* What you have to do:
Add 106 to each bounding box coordinate in the answers, and write out every line from the one containing "On this medical scan, whereabouts is the snowy" through the end of the lines below, leaving all other numbers unchanged.

>> start Input records

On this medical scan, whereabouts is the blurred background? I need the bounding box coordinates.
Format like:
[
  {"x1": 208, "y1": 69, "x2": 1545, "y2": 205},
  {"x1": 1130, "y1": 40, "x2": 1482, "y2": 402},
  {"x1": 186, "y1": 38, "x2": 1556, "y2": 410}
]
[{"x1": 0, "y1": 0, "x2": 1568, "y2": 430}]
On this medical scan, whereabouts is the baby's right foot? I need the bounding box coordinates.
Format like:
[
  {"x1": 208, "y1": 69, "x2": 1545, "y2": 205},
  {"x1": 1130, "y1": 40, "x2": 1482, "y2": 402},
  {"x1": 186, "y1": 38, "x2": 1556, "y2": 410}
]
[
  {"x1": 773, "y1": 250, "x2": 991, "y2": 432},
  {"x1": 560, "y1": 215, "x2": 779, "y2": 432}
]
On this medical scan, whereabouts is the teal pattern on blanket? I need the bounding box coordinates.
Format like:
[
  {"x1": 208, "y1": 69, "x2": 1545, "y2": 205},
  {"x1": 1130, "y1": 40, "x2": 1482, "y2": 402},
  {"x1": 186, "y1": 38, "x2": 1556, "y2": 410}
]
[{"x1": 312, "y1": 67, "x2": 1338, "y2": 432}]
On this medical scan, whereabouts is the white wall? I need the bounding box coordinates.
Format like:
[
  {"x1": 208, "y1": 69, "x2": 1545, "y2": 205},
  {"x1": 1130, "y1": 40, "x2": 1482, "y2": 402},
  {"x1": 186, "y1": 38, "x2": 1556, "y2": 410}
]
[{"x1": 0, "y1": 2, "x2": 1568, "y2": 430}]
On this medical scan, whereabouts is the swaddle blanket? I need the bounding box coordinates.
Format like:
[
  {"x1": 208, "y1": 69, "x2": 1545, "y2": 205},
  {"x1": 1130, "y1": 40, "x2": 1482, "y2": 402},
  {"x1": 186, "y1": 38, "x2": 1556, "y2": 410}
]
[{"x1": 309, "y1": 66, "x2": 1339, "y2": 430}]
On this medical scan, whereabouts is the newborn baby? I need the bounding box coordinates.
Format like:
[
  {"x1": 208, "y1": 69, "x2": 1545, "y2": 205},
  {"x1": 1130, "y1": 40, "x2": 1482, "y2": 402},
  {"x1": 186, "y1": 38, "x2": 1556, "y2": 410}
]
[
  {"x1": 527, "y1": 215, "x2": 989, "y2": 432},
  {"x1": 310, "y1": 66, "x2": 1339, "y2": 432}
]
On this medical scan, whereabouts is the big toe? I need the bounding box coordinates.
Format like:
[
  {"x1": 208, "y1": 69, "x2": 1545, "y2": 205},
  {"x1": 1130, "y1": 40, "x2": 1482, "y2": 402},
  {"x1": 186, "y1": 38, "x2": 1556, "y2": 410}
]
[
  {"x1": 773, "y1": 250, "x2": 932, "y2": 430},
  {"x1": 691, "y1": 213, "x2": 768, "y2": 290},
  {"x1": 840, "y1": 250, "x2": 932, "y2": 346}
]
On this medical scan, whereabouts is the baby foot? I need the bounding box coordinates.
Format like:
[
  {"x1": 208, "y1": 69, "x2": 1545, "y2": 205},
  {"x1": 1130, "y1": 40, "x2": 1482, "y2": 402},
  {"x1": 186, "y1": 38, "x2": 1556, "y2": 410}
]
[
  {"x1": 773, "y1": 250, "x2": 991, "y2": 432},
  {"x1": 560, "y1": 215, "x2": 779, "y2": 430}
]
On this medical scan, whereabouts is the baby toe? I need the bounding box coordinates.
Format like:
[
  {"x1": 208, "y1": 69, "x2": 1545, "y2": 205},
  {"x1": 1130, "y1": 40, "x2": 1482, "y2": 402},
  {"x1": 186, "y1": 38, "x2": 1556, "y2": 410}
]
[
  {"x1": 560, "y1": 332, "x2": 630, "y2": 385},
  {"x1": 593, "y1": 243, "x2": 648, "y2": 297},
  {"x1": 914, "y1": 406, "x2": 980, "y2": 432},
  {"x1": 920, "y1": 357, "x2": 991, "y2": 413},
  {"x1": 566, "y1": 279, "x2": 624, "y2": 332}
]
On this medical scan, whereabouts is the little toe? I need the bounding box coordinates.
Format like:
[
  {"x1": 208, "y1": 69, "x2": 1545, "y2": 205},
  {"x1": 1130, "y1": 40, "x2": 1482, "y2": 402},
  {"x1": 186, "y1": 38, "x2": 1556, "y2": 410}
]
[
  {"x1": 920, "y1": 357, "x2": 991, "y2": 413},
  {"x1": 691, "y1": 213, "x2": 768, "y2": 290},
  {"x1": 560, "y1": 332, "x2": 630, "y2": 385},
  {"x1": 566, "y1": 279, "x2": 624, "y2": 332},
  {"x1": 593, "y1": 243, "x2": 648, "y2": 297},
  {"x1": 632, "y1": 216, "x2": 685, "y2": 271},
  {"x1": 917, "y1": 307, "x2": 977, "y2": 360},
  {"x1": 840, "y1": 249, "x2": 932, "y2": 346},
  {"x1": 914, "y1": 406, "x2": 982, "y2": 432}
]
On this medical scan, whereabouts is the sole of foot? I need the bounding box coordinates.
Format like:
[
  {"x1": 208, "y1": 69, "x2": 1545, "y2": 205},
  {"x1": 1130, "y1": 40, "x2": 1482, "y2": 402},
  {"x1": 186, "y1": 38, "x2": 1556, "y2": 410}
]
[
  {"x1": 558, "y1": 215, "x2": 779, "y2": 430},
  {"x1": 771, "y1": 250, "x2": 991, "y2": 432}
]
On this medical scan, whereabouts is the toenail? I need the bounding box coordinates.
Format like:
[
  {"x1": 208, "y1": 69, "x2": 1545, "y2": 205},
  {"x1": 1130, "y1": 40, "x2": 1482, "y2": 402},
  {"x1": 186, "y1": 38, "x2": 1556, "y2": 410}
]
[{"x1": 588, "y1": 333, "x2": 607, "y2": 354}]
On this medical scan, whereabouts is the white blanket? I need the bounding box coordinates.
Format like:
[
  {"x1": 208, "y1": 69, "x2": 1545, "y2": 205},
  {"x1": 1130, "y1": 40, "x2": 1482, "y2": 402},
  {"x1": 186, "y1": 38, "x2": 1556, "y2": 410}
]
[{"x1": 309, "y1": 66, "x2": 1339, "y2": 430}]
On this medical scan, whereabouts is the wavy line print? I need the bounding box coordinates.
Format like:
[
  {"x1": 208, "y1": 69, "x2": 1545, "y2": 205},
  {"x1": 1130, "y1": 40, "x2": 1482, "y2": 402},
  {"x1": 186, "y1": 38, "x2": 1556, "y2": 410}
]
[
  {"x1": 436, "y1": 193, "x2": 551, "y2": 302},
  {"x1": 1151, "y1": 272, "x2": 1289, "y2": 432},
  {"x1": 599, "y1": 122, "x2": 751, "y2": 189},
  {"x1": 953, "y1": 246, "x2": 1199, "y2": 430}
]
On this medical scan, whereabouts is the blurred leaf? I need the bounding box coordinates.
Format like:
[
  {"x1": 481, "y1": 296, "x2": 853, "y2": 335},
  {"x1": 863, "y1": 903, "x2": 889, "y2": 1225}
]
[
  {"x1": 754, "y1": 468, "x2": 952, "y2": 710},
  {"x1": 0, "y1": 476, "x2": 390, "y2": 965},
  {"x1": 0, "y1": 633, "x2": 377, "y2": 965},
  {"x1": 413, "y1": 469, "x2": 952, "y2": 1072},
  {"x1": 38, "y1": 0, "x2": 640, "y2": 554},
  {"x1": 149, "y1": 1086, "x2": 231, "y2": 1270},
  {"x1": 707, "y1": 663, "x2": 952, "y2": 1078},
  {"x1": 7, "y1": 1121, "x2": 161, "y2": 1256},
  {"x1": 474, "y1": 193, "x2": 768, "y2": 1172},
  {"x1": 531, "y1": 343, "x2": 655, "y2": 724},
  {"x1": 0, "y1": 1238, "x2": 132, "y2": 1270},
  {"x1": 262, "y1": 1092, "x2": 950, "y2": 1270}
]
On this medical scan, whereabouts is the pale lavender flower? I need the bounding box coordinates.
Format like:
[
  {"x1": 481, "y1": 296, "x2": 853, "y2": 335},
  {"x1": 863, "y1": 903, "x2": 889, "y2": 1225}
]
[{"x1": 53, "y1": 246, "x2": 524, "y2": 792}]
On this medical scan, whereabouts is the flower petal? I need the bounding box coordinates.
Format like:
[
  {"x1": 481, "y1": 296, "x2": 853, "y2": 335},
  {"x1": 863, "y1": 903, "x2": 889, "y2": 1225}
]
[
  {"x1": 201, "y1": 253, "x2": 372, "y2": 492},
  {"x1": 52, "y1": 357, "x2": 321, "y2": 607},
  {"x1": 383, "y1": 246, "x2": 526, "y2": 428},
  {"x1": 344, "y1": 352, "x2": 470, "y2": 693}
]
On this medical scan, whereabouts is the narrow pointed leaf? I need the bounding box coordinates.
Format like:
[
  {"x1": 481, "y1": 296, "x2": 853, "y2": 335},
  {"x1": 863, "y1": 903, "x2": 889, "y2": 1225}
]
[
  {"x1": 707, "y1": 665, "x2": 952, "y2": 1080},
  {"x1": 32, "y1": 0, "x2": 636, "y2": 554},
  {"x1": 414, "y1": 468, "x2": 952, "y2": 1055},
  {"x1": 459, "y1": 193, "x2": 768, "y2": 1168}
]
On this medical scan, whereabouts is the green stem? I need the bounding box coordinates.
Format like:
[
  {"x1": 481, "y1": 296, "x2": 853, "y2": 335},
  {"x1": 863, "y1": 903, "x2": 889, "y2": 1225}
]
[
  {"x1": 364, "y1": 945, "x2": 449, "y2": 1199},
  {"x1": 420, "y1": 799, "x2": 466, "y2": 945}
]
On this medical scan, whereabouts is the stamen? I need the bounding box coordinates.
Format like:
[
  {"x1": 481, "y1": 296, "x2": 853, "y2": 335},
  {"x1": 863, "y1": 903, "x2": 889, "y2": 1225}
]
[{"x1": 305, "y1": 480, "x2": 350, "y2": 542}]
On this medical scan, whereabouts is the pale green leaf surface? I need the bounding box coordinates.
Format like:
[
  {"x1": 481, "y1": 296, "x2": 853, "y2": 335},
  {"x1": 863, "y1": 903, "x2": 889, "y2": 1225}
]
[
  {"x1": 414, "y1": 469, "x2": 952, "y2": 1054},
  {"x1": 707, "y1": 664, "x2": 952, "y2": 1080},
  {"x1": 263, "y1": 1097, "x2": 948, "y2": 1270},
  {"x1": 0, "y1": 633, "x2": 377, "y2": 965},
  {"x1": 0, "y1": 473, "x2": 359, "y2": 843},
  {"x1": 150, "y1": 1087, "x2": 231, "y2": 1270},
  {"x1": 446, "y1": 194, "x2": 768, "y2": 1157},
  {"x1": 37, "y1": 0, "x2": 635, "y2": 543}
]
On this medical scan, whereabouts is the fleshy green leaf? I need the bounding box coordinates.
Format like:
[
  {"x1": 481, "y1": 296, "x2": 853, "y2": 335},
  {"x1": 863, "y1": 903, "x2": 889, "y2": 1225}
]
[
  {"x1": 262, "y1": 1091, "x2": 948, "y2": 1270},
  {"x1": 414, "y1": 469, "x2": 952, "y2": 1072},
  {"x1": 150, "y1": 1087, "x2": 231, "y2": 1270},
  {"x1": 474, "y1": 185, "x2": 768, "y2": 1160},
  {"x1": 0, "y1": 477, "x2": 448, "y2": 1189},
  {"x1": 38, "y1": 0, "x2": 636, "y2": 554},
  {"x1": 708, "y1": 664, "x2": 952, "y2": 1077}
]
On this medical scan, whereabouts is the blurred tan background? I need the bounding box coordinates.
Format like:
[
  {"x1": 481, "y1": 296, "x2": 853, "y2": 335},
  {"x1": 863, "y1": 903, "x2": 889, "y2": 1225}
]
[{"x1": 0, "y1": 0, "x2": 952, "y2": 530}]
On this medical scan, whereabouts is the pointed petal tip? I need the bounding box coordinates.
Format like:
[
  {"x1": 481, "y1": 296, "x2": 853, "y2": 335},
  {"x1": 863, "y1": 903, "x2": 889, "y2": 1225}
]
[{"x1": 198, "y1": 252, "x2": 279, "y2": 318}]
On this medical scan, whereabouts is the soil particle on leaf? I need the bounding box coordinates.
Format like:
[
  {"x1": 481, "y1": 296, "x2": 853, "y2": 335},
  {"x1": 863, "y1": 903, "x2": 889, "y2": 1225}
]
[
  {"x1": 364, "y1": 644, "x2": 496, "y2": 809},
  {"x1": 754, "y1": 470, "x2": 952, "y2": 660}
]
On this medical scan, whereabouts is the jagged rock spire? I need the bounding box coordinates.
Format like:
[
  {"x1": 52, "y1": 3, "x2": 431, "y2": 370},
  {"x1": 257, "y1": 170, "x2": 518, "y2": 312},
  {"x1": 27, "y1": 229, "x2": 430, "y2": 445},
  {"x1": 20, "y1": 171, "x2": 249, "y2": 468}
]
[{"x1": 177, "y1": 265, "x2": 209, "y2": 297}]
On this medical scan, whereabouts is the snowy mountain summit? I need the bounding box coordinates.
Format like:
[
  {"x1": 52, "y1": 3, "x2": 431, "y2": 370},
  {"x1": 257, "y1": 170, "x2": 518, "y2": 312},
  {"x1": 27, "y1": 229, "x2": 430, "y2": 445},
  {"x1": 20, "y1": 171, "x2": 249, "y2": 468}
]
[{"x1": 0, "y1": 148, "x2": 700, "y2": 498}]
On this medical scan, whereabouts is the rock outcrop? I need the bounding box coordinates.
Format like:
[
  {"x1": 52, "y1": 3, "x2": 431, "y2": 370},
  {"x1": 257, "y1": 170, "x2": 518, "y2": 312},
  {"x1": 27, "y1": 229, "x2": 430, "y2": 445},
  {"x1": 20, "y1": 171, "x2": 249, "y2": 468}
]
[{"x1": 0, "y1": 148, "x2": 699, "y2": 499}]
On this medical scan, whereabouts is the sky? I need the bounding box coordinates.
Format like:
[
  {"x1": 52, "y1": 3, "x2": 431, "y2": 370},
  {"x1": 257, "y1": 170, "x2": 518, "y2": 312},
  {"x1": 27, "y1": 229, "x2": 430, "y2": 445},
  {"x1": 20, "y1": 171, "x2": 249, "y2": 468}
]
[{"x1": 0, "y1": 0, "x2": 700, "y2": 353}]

>> end Input records

* Response to the task:
On this medical scan, whereabouts is the snowy mountain summit? I need the bounding box coordinates.
Format like:
[
  {"x1": 52, "y1": 3, "x2": 431, "y2": 370},
  {"x1": 257, "y1": 170, "x2": 518, "y2": 312},
  {"x1": 27, "y1": 229, "x2": 430, "y2": 445},
  {"x1": 20, "y1": 171, "x2": 249, "y2": 468}
]
[{"x1": 106, "y1": 254, "x2": 806, "y2": 604}]
On this medical scan, whereabouts is the rock outcrop? I need the bounding box coordinates.
Format like:
[
  {"x1": 52, "y1": 3, "x2": 431, "y2": 370},
  {"x1": 257, "y1": 170, "x2": 518, "y2": 312},
  {"x1": 27, "y1": 229, "x2": 430, "y2": 445},
  {"x1": 20, "y1": 171, "x2": 249, "y2": 468}
]
[{"x1": 106, "y1": 254, "x2": 805, "y2": 605}]
On this medical scan, whereabouts is the sky? I need the bounding box coordinates.
Format like:
[
  {"x1": 52, "y1": 3, "x2": 431, "y2": 370},
  {"x1": 257, "y1": 170, "x2": 518, "y2": 312},
  {"x1": 27, "y1": 229, "x2": 430, "y2": 445},
  {"x1": 20, "y1": 171, "x2": 249, "y2": 468}
]
[{"x1": 106, "y1": 106, "x2": 806, "y2": 459}]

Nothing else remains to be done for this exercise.